TASK PROMPT> Count the lines in the rows below that contain the string "rough". Reply with the number alone.

RECORDS FOR THE TASK>
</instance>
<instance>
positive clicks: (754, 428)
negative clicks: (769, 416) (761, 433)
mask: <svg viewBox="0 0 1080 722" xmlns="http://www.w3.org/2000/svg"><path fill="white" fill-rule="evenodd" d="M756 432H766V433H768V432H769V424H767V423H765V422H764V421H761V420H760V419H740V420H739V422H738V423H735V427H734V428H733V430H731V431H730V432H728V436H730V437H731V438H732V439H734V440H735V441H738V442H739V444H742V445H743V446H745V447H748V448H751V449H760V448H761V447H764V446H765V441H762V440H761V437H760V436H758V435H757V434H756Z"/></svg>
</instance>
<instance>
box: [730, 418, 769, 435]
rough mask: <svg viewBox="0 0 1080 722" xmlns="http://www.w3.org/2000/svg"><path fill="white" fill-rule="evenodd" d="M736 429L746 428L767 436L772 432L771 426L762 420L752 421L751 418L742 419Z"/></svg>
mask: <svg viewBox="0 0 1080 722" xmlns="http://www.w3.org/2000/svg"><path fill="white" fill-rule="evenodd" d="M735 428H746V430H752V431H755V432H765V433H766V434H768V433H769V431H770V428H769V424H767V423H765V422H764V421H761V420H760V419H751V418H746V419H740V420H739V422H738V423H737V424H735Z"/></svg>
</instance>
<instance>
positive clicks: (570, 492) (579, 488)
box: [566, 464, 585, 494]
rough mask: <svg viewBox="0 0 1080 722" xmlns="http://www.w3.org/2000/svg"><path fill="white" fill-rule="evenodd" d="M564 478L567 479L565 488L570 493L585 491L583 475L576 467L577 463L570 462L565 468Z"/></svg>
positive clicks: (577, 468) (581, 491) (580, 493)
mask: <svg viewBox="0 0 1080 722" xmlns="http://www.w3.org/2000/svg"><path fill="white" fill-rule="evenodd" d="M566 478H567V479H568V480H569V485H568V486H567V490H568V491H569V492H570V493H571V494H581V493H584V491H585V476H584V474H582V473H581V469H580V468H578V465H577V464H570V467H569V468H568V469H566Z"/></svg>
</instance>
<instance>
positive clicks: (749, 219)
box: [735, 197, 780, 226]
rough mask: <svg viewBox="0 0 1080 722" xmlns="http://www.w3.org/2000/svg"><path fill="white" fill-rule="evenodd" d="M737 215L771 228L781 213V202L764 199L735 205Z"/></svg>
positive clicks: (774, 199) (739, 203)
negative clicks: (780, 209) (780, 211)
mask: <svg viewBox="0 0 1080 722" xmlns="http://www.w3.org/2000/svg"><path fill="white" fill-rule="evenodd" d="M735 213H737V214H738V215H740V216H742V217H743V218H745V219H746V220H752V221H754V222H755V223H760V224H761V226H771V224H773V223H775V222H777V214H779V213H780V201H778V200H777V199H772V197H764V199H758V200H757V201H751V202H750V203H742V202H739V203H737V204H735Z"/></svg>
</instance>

WRITTEN ANSWER> 3